* Brief
Please render the records below, from their first line through the line containing "Per instance: inside", inclusive, as a numbered list, omitting any blank lines.

## begin

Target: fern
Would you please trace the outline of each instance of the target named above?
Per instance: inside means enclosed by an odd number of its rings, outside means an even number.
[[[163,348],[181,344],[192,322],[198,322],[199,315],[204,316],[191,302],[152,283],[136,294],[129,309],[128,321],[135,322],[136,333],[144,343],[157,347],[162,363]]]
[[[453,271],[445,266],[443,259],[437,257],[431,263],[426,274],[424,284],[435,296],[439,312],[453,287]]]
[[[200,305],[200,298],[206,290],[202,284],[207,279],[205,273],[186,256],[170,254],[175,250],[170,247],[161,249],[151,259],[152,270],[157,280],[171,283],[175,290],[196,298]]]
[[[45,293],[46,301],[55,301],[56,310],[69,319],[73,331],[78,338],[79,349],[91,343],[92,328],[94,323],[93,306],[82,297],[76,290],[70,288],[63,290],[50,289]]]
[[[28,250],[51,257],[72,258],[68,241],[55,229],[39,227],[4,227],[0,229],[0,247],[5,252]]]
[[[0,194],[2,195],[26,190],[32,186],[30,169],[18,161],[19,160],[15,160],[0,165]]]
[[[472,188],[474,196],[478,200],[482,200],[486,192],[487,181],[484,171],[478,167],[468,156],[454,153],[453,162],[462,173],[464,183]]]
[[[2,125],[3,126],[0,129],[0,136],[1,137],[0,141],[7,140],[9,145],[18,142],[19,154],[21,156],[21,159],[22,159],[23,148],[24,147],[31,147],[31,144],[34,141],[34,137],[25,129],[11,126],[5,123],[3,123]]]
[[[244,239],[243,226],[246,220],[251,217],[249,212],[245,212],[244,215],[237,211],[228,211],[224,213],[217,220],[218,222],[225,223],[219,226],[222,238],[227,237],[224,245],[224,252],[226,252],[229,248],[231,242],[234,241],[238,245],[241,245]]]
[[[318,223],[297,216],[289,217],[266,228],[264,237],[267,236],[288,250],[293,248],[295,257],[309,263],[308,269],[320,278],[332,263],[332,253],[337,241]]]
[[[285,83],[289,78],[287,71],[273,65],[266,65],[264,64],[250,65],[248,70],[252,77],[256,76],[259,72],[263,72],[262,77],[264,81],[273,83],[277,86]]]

## end

* Exercise output
1. Target: fern
2. Would you please trace the outline of each instance of the target named above?
3. Per instance: inside means enclosed by an odd number of its rings, outside means an even number.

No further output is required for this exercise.